* What is needed
Each line from the beginning of the entries below through the line that includes "# the even-odd rule decides holes" must be returned exactly as given.

-------- Data excerpts --------

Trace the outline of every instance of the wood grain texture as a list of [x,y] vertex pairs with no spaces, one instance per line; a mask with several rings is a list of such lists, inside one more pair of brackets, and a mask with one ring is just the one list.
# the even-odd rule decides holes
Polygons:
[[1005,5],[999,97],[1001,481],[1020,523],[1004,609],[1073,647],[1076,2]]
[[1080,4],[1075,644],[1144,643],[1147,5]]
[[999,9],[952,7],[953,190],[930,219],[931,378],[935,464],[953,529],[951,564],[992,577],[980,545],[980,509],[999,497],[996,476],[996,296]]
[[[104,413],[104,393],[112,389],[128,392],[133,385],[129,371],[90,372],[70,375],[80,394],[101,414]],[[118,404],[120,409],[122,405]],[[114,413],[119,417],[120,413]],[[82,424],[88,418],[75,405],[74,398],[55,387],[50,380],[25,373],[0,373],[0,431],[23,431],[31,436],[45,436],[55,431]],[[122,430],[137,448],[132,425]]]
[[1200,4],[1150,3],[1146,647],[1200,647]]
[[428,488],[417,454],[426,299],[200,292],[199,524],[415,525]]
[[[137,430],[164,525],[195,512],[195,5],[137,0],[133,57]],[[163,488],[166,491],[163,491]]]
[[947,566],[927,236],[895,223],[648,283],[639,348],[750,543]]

--------

* Answer to this exercise
Trace the outline of every instance of the wood grain texture as a list of [x,y] vertex pairs with no spaces, one instance per line; a mask with several rings is a list of such lists, inside one more pair of brackets, and a mask with one ring is just the one list.
# the even-odd rule decides holes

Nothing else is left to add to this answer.